아래 기록의 모든 줄을 빈 줄만 빼고 번호를 붙인 목록으로 제시하세요.

[저장된 기록]
━━━━━━━━

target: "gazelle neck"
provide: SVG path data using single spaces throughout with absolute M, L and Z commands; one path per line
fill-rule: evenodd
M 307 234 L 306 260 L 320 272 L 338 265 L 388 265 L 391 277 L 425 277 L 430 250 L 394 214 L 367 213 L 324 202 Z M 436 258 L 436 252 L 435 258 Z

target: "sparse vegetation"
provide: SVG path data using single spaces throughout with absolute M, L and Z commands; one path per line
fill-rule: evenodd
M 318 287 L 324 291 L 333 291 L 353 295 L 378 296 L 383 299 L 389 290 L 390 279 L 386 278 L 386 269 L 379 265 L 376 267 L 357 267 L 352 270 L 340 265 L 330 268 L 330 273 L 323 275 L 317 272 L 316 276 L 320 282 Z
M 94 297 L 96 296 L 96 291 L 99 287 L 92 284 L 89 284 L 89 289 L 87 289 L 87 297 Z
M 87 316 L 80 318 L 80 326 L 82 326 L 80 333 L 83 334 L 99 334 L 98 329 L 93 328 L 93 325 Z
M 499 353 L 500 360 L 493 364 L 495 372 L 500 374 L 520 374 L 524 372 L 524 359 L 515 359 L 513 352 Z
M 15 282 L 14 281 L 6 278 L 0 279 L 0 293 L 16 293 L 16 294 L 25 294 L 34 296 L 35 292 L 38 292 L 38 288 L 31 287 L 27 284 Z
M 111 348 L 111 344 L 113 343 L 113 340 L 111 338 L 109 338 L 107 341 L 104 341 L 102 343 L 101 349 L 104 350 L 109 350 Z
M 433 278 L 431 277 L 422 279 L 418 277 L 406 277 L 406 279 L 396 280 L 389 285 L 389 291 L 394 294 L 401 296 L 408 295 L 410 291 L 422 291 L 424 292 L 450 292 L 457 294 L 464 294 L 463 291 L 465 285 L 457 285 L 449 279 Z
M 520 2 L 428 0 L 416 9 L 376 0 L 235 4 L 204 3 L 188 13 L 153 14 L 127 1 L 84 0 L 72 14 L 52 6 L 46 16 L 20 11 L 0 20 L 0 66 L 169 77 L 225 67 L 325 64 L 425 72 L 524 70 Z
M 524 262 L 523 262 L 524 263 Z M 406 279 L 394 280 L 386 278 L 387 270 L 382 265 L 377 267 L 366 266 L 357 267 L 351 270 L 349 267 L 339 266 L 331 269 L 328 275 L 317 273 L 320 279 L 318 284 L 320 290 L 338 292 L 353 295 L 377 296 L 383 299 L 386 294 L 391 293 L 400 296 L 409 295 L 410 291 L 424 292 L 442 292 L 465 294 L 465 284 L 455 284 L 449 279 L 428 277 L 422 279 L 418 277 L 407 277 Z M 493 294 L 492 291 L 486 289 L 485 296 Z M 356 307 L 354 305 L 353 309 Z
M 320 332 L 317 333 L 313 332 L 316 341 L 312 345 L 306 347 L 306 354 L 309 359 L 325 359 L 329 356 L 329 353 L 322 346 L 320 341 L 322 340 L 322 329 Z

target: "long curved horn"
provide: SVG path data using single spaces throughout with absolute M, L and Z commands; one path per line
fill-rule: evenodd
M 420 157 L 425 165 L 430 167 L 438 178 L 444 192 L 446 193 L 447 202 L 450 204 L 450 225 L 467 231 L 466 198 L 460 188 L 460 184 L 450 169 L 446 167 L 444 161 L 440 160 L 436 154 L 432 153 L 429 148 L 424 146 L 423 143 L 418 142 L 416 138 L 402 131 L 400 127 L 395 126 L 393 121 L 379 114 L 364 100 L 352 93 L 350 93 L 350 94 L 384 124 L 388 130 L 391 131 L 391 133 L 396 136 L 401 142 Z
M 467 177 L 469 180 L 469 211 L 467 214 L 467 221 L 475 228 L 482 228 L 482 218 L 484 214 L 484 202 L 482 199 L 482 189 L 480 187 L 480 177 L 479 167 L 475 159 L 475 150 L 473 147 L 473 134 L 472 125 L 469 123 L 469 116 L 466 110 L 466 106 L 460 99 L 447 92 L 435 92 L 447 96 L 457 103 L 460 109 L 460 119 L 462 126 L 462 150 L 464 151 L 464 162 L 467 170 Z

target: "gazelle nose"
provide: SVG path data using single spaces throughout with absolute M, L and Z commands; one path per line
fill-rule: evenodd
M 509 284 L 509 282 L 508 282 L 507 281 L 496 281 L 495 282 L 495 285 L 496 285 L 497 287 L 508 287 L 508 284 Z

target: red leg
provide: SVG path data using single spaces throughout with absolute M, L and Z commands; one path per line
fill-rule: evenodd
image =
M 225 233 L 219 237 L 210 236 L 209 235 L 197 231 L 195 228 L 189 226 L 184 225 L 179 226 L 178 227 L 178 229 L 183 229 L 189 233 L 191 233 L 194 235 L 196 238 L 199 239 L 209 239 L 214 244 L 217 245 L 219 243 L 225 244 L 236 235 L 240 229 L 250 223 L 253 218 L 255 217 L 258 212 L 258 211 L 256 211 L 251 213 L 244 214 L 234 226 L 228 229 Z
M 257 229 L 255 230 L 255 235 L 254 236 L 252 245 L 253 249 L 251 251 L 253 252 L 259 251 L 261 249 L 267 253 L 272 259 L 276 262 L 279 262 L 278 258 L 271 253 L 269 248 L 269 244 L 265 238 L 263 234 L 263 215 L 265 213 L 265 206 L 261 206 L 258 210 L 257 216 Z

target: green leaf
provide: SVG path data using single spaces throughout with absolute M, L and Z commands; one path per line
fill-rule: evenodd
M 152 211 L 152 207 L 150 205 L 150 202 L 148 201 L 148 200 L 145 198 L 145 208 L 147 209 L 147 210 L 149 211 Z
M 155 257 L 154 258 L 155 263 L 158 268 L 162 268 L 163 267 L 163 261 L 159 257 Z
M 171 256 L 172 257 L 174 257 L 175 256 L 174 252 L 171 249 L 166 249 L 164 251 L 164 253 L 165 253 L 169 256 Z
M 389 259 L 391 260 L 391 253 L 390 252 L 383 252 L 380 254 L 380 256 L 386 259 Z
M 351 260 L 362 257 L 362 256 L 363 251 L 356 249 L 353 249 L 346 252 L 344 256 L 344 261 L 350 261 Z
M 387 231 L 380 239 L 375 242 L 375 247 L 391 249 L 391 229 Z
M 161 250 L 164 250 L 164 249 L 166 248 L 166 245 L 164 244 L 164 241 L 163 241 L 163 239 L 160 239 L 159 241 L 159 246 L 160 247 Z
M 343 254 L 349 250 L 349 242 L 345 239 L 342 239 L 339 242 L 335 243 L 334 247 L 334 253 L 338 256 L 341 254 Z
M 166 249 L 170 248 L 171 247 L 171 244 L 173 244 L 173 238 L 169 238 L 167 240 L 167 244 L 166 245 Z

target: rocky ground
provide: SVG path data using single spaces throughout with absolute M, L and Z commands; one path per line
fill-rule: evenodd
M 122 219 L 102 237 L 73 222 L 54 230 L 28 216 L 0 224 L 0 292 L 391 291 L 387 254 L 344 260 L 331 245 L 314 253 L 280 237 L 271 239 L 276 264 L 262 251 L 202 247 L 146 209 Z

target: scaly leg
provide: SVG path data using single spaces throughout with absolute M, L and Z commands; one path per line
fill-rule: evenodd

━━━━━━━━

### [작업 결과]
1. target: "gazelle neck"
2. provide: SVG path data using single spaces throughout with absolute M, L and Z commands; one path per line
3. fill-rule: evenodd
4. M 307 234 L 306 260 L 320 272 L 338 265 L 388 265 L 391 277 L 425 277 L 430 250 L 394 214 L 367 213 L 324 202 Z M 436 258 L 436 252 L 435 258 Z
5. target: "sparse vegetation"
6. provide: SVG path data using single spaces throughout with absolute M, L and Z commands; one path per line
7. fill-rule: evenodd
8. M 318 287 L 324 291 L 333 291 L 353 295 L 378 296 L 383 299 L 389 290 L 390 279 L 386 278 L 386 269 L 379 265 L 376 267 L 357 267 L 352 270 L 340 265 L 330 268 L 330 273 L 323 275 L 317 272 L 316 276 L 320 282 Z
9. M 94 297 L 96 296 L 96 291 L 99 287 L 92 284 L 89 284 L 89 289 L 87 289 L 87 297 Z
10. M 87 316 L 80 318 L 80 326 L 82 326 L 80 333 L 83 334 L 99 334 L 98 329 L 93 328 L 93 325 Z
11. M 499 353 L 500 360 L 493 364 L 495 372 L 500 374 L 520 374 L 524 372 L 524 359 L 515 359 L 513 352 Z
12. M 15 282 L 14 281 L 6 278 L 0 279 L 0 293 L 16 293 L 16 294 L 25 294 L 34 296 L 35 292 L 38 292 L 38 288 L 31 287 L 27 284 Z
13. M 111 348 L 111 344 L 113 343 L 113 340 L 111 338 L 109 338 L 107 341 L 104 341 L 102 343 L 101 349 L 104 350 L 109 350 Z
14. M 433 278 L 431 277 L 422 279 L 418 277 L 406 277 L 406 279 L 396 280 L 389 285 L 389 291 L 394 294 L 401 296 L 408 295 L 410 291 L 422 291 L 424 292 L 450 292 L 457 294 L 464 294 L 463 291 L 465 285 L 457 285 L 449 279 Z
15. M 520 2 L 428 0 L 416 9 L 376 0 L 235 4 L 204 3 L 188 13 L 153 14 L 127 1 L 84 0 L 72 14 L 52 6 L 46 16 L 20 11 L 0 20 L 0 66 L 169 77 L 225 67 L 325 64 L 425 72 L 524 70 Z
16. M 524 262 L 523 262 L 524 263 Z M 406 279 L 394 280 L 386 278 L 387 270 L 382 265 L 377 267 L 366 266 L 357 267 L 351 270 L 349 267 L 339 266 L 331 269 L 328 275 L 317 273 L 320 279 L 318 284 L 320 290 L 338 292 L 353 295 L 377 296 L 383 299 L 386 294 L 391 293 L 400 296 L 409 295 L 410 291 L 424 292 L 442 292 L 465 294 L 465 284 L 455 284 L 449 279 L 428 277 L 422 279 L 418 277 L 407 277 Z M 493 294 L 492 291 L 486 289 L 485 296 Z M 356 307 L 354 305 L 353 309 Z
17. M 320 332 L 317 333 L 313 332 L 316 341 L 312 345 L 306 347 L 306 354 L 309 359 L 325 359 L 329 356 L 329 353 L 322 346 L 320 341 L 322 340 L 322 329 Z
18. target: "long curved horn"
19. provide: SVG path data using single spaces throughout with absolute M, L and Z commands; one path per line
20. fill-rule: evenodd
21. M 420 157 L 425 165 L 430 167 L 438 178 L 444 192 L 446 193 L 447 202 L 450 204 L 450 225 L 467 231 L 466 198 L 460 188 L 460 184 L 450 169 L 446 167 L 444 161 L 440 160 L 436 154 L 432 153 L 429 148 L 424 146 L 423 143 L 418 142 L 416 138 L 402 131 L 400 127 L 395 126 L 393 121 L 379 114 L 364 100 L 352 93 L 350 93 L 350 94 L 384 124 L 388 130 L 391 131 L 391 133 L 396 136 L 401 142 Z
22. M 467 177 L 469 180 L 469 211 L 467 214 L 467 221 L 475 228 L 482 228 L 482 218 L 484 214 L 484 202 L 482 199 L 482 189 L 480 187 L 480 177 L 479 167 L 475 159 L 475 150 L 473 147 L 473 134 L 472 125 L 469 123 L 469 116 L 466 110 L 466 106 L 460 99 L 447 92 L 435 92 L 447 96 L 457 103 L 460 109 L 460 119 L 462 126 L 462 150 L 464 151 L 464 162 L 467 170 Z
23. target: "gazelle nose"
24. provide: SVG path data using single spaces throughout with absolute M, L and Z commands; one path per line
25. fill-rule: evenodd
26. M 509 284 L 509 282 L 508 282 L 507 281 L 496 281 L 495 282 L 495 285 L 496 285 L 497 287 L 508 287 L 508 284 Z
27. target: red leg
28. provide: SVG path data using single spaces throughout with absolute M, L and Z commands; one path per line
29. fill-rule: evenodd
30. image =
31. M 225 233 L 219 237 L 210 236 L 209 235 L 197 231 L 195 228 L 189 226 L 184 225 L 179 226 L 178 227 L 178 229 L 183 229 L 189 233 L 191 233 L 194 235 L 196 238 L 199 239 L 209 239 L 214 244 L 217 245 L 219 243 L 225 244 L 236 235 L 240 229 L 250 223 L 253 218 L 255 217 L 258 212 L 258 211 L 256 211 L 251 213 L 244 214 L 234 226 L 228 229 Z
32. M 257 229 L 255 230 L 255 235 L 254 236 L 252 245 L 253 249 L 251 251 L 253 252 L 259 251 L 261 249 L 267 253 L 272 259 L 276 262 L 279 262 L 278 258 L 271 253 L 269 248 L 269 244 L 265 238 L 263 234 L 263 215 L 265 213 L 265 206 L 261 206 L 258 210 L 257 216 Z
33. target: green leaf
34. provide: SVG path data using single spaces throughout with absolute M, L and Z commands; one path per line
35. fill-rule: evenodd
36. M 152 211 L 152 207 L 150 205 L 150 202 L 148 201 L 148 200 L 145 198 L 145 208 L 147 209 L 147 210 L 149 211 Z
37. M 155 257 L 154 258 L 155 263 L 158 268 L 162 268 L 163 267 L 163 261 L 159 257 Z
38. M 171 256 L 172 257 L 174 257 L 175 256 L 174 252 L 171 249 L 166 249 L 164 251 L 164 253 L 165 253 L 169 256 Z
39. M 389 259 L 391 260 L 391 253 L 390 252 L 383 252 L 380 254 L 380 256 L 386 259 Z
40. M 351 260 L 362 257 L 362 256 L 363 251 L 356 249 L 353 249 L 346 252 L 344 256 L 344 261 L 350 261 Z
41. M 387 231 L 380 239 L 375 242 L 375 247 L 391 249 L 391 229 Z
42. M 161 250 L 164 250 L 164 249 L 166 248 L 166 245 L 164 244 L 164 241 L 163 241 L 163 239 L 160 239 L 159 241 L 159 246 L 160 247 Z
43. M 343 254 L 349 250 L 349 242 L 345 239 L 342 239 L 339 242 L 335 243 L 334 247 L 334 253 L 338 256 L 341 254 Z
44. M 166 249 L 170 248 L 171 247 L 171 244 L 173 244 L 173 238 L 169 238 L 167 240 L 167 244 L 166 245 Z
45. target: rocky ground
46. provide: SVG path data using single spaces throughout with absolute M, L and Z commands; one path per line
47. fill-rule: evenodd
48. M 122 219 L 102 237 L 73 222 L 54 230 L 28 216 L 0 224 L 0 292 L 391 291 L 387 254 L 344 260 L 331 245 L 314 253 L 280 237 L 271 239 L 276 264 L 262 251 L 202 247 L 146 209 Z
49. target: scaly leg
50. provide: SVG path data using single spaces throughout with absolute M, L and Z commands; one path per line
51. fill-rule: evenodd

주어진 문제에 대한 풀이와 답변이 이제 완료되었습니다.